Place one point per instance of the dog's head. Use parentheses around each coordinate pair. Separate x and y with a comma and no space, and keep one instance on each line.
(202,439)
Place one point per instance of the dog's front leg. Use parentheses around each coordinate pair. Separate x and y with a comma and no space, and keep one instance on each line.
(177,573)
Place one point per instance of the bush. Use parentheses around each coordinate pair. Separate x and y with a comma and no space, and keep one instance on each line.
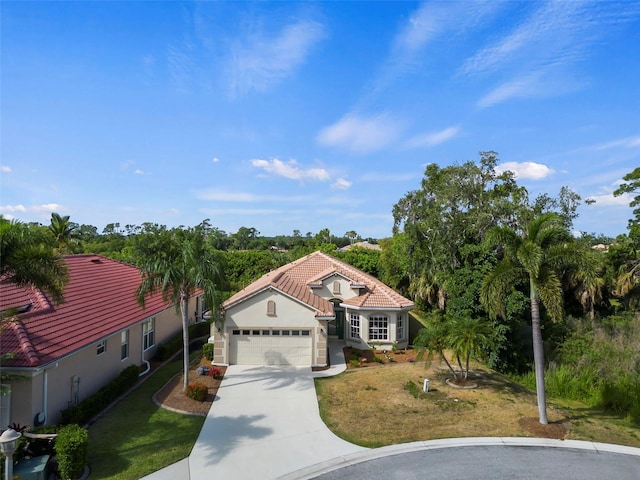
(71,446)
(207,351)
(94,404)
(197,391)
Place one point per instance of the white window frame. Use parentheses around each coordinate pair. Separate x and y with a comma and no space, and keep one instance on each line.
(124,345)
(354,322)
(149,333)
(378,327)
(400,327)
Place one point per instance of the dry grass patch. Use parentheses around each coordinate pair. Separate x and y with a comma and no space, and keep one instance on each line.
(372,407)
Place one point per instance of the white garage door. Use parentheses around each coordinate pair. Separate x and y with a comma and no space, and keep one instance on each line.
(270,347)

◆ **What to do**
Can you change "no space" to "a single space" throughout all the entries above, keeping every other word the same and leaving the pictures out of your answer?

◆ **Written answer**
Place one point per instance of the dog's head. Use parentheses around each coordinate pair. Separate x and y with a comma and a single space, and keep one instance on each line.
(202,439)
Place one point per instance of the dog's front leg. Use parentheses around each coordinate pair. Separate x and y with a comma and a single space, and keep one instance on each line.
(177,573)
Place one point per instance of the bush. Use parentheses around each coordinate pair. Separate x and y with a comma and a single space, and keep one instance on each line.
(71,446)
(207,351)
(94,404)
(197,391)
Place one point per instance of the white window frame. Use parentheses around each coordinate pair. Separate x and y with a comma and a single space, and keep one instance on each line.
(124,345)
(354,322)
(149,333)
(378,327)
(400,327)
Place one point per instance of the dry grass patch. Use parentheses around each coordinate pair. Separate x and y with a comma and a single space, and keep one instance on each line.
(372,407)
Place one point per instance of the white garage door. Use parentheses around each coordinate pair. Separate x and y with a comma and a single space, and keep one instance on each line.
(270,347)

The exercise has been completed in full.